[WHAT YOU NEED TO DO] The records below must be retyped exactly.

[ENTRIES SUPPLIED]
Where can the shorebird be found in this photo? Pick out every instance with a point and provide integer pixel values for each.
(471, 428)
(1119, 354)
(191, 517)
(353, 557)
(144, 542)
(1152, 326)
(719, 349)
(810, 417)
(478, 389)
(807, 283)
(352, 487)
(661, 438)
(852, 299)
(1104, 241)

[RESPONSE BELOW]
Where can the shorebird be found in this photo? Pick out every instance with a point and provide integer pixel values for each.
(471, 428)
(1119, 354)
(191, 517)
(353, 557)
(144, 542)
(1152, 326)
(719, 349)
(810, 417)
(478, 389)
(807, 283)
(352, 487)
(661, 438)
(852, 299)
(1104, 241)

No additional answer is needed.